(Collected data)
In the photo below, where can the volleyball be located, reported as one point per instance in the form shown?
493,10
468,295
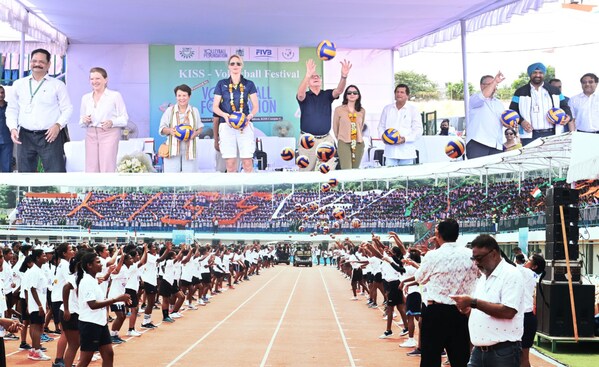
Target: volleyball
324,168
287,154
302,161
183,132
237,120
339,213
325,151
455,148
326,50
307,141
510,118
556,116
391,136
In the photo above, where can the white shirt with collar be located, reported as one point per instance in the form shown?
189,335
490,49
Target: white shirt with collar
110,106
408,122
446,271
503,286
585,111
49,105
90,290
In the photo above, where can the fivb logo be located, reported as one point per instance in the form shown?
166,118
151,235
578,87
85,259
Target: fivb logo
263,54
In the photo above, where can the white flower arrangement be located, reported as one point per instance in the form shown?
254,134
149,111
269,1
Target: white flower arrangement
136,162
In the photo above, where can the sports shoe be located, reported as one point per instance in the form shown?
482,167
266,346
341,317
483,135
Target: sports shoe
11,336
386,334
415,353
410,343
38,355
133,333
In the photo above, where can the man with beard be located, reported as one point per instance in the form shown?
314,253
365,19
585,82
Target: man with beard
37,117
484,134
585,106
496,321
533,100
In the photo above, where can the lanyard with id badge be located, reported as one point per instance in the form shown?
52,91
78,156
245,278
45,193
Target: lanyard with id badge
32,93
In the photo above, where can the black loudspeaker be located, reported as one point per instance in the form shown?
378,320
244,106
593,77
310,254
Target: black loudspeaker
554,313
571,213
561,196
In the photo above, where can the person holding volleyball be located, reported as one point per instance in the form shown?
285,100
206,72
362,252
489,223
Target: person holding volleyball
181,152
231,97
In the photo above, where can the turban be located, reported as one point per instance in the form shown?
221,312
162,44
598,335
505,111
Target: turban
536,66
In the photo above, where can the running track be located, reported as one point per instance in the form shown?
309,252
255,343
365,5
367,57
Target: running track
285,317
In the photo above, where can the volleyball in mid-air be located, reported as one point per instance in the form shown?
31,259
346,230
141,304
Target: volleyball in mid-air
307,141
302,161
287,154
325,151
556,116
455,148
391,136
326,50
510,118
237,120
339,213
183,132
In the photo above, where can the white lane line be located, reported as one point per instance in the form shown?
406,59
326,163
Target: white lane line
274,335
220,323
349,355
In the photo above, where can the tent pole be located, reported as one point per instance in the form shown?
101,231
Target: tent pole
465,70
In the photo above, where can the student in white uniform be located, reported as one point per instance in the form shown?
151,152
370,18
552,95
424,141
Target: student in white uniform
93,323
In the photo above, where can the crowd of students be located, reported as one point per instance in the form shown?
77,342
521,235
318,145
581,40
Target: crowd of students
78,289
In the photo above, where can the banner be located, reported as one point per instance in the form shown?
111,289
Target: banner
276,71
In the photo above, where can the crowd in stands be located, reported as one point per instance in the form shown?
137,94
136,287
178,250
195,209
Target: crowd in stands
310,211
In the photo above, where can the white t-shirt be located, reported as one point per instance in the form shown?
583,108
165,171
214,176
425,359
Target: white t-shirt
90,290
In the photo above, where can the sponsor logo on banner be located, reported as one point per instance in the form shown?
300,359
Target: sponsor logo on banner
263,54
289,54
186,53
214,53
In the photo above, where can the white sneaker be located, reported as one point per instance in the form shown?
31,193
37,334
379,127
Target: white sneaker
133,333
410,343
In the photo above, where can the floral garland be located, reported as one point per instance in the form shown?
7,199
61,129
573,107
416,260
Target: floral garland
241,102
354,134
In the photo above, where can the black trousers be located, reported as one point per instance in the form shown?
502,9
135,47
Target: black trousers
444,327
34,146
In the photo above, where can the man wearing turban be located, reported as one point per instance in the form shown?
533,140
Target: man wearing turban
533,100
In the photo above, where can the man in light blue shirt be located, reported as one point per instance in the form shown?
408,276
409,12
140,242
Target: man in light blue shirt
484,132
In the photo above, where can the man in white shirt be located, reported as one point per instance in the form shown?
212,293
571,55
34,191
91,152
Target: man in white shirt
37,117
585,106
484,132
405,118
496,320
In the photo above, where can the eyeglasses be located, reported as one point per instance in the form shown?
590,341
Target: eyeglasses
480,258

# [Directive]
Each line from the one containing "In the photo above, where can the black trousers" to the end of the listing above should be copied exactly, and nothing else.

# [Answer to the problem]
In the photo above, where can the black trousers be located, reported as one point per instance in the form shown?
502,9
135,47
Target: black trousers
444,327
34,146
In the photo above, where can the man wearing turban be located, reported as one point per instance in the form shown?
533,140
Target: man wearing turban
533,100
In the photo above, where can the man in light blue shirt be located, reported as one point per instance in the form shown?
408,276
409,12
140,242
Target: man in light blue shirt
484,132
In the photo above, where can the man in white shirt be located, reported as one point per instance in the form shown?
212,293
571,55
34,191
91,152
Target: man in white shirt
37,117
585,106
484,132
405,118
496,320
In the photo above, where can the eyeglasses be located, reported as one point per instance in the form shown?
590,341
Target: eyeglasses
480,258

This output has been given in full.